- _Your instructions_: Resume the passage on color perception and the nervous system, writing on from its final sentence.

- _Text passage_:
Contrary to CO’s claim (NS) holds that (a) the notion of object colours ‘can be
eliminated in favour of the reductive identification of perceptions of objects
as coloured with psychophysical and neurophysiological states and processes
(eliminativism), and (b) that there are only chromatic visual states and these
are to be identified with neural states (neuroscientific reductionism)’
(1995:135-36, 205).
By eliminating the
objective colour-concept and by reducing colour sensation to neural states that
are responsible for this, colour sensation becomes an ‘artefact’ of the
subject, though a very useful artefact. In this case ‘colour’ must be found in
the nervous system, somewhere between the receptors of the eye and the higher
cortical areas. Contrary to a computational approach NS stresses the importance
of a close study of the nervous system.
That all hues can be
mixed using only three basic colours has long been suggested (by Palmer in
1776; by Young in 1801). But that trichromacy is based on the fact that there
are three types of cone receptors has only been confirmed in the 1960s. Before
this several attempts were made to describe colour phenomena (see details in
older textbooks, like Hartridge (1950:256-293)). It was also accepted that in
human colour perception there are two pairs of opponent hues, colours that
cannot be mixed, yellow and blue, and red and green. These four colours define
two axes in the phenomenal colour space. Today, knowing more and more about the
postreceptoral mechanisms of the human visual system, this opposition can be
explained by the nervous system’s build-up, containing ‘opponent neurons’,
responsible for colour contrast.

- _Dataset excerpts_:
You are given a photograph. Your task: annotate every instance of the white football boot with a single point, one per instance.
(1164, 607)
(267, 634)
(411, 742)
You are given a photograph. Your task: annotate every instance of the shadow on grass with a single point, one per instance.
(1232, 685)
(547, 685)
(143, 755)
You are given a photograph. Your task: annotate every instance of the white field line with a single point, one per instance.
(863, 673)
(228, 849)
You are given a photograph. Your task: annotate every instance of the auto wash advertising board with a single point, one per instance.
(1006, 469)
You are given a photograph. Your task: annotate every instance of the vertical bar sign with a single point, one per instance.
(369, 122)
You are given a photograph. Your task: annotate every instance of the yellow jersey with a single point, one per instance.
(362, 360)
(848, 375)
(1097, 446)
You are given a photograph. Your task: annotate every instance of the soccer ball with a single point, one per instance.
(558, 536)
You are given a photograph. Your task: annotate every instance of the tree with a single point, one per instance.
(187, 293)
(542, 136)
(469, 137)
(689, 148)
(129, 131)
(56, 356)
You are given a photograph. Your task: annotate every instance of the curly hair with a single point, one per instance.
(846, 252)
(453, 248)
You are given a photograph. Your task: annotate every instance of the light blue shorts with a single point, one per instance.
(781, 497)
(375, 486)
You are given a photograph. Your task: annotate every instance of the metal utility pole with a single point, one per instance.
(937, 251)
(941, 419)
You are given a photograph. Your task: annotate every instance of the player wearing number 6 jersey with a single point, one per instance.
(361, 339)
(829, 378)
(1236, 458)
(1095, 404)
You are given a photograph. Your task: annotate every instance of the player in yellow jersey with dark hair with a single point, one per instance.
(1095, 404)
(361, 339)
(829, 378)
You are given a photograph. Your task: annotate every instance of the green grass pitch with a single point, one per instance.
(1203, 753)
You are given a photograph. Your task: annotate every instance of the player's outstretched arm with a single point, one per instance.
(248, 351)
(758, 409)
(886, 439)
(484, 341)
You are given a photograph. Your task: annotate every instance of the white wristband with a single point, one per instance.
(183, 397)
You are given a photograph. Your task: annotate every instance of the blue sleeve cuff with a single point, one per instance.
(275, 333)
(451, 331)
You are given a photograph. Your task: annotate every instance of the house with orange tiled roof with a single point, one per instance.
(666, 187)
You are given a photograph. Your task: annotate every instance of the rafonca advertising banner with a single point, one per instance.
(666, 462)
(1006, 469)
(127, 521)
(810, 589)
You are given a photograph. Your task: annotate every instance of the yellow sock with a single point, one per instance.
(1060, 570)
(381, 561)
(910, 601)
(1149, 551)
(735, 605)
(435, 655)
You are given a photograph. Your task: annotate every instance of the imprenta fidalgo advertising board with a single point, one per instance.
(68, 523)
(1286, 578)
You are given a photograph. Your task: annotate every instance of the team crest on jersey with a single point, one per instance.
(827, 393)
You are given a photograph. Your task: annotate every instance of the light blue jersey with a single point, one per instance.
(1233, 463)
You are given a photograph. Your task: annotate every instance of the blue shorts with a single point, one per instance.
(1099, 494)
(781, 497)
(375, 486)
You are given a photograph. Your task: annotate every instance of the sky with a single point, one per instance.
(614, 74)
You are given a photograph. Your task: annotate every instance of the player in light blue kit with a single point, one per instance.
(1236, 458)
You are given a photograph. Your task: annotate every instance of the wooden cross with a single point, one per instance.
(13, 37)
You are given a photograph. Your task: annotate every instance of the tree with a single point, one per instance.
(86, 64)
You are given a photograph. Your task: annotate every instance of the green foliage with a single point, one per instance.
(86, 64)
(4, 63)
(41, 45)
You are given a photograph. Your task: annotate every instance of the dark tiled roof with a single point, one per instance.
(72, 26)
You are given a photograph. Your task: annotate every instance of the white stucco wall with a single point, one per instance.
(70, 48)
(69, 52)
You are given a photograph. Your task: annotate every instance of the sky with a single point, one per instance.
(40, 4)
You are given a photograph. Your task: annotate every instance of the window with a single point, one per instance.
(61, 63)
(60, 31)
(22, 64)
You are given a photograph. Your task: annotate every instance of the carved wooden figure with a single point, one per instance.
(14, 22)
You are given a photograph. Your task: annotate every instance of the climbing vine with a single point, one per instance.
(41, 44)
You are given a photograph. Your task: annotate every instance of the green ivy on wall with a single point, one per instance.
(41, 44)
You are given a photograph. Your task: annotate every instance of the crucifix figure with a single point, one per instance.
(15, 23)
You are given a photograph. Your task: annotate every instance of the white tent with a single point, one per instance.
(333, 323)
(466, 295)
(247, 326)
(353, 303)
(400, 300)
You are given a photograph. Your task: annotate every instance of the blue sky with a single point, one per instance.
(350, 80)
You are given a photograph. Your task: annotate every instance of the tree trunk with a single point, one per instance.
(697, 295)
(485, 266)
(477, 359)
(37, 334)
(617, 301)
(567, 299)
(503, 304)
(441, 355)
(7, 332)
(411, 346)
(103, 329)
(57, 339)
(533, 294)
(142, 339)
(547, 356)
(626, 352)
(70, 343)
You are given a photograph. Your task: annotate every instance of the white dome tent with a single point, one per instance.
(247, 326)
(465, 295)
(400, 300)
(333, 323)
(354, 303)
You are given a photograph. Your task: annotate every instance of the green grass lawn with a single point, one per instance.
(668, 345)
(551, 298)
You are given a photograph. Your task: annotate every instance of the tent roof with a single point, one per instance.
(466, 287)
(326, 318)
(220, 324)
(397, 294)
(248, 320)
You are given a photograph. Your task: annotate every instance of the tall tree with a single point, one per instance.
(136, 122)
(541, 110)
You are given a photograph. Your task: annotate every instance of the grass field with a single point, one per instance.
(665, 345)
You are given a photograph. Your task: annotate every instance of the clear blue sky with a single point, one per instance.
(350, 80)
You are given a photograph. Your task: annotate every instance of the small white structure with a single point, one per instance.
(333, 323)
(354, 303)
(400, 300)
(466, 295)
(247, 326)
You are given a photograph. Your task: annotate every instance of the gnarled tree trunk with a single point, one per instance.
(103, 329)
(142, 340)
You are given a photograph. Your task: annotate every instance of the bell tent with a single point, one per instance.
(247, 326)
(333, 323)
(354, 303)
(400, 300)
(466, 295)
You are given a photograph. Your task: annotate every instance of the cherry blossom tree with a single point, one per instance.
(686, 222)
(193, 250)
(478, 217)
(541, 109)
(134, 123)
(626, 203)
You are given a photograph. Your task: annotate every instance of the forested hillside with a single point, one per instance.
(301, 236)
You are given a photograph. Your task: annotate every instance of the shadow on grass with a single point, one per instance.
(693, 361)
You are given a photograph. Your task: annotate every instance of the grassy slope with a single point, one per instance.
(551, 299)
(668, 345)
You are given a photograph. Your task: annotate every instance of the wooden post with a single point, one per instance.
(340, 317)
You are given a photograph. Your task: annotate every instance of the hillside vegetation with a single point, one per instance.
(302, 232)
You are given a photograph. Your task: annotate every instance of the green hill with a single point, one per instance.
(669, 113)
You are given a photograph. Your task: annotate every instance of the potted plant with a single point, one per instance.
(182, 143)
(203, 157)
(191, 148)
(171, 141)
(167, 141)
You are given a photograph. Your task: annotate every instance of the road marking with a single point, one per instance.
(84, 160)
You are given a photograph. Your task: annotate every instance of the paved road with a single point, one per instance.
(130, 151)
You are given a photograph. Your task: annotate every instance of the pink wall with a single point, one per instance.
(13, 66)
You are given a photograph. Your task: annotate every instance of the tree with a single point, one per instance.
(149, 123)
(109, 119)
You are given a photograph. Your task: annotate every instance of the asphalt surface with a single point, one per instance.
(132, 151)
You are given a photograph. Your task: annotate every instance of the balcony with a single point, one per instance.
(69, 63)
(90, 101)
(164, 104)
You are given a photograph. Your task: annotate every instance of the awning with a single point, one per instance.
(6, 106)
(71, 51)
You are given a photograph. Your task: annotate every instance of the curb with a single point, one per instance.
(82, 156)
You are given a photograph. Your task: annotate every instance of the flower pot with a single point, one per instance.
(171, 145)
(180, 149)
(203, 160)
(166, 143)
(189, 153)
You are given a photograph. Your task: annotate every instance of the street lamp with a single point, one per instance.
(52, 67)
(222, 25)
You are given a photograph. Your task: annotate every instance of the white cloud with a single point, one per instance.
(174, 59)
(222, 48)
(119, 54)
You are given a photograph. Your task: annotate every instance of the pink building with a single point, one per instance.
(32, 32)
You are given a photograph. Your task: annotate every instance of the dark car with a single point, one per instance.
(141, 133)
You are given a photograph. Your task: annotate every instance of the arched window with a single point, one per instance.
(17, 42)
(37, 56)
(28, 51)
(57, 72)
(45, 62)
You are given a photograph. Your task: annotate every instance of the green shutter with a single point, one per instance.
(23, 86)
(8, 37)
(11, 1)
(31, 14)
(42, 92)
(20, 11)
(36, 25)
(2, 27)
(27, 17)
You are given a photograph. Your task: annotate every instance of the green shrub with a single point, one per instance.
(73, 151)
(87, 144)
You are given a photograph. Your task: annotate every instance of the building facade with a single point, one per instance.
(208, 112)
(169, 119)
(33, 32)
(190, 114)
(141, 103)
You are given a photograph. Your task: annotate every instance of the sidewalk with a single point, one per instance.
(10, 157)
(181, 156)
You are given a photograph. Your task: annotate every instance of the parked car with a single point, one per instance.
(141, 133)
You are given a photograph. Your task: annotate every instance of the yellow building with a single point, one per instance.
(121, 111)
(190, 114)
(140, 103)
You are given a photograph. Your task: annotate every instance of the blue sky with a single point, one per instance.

- _Expected answer_:
It would be improper
here to go into the details of the neural structure of the visual system.
Although many attempts have been made in order to correlate colour-perception
and activity of parts of the nervous system, none seem convincing. The activity
of V4 (the so called fourth visual cortical area) seems to be closely
correlated with the perceiving of colour, in fact with the colours perceived
(such as red, green, yellow), and not with the wavelength (for details see
Davidoff 1995). It is, however, unadvisable to claim that we have found the
area where colour sensation is (1995:75-79). The reasons are the following: at
present it seems that our visual system is mostly responding to colour contrast
(see also Beck (1975) and Wallach (1963)). Also it is possible, that colour and
form are not perceived separately (‘And why would they be?’ is a relevant
question from an evolutionary stance.) Lastly, seeking a one-to-one connection
between sensation and groups of neurons is a dubious enough practice, not to be
accepted without question.
ET, though seeing in
both CO and NS useful research alternatives, holds that the concept of
colour ‘as it figures in visual science
is inherently double-sided’ (1995:215), and argues for a relational approach to
colour. From this position he claims that both CO and NS are mistaken when they
try to reduce colour-perception to something external or something internal.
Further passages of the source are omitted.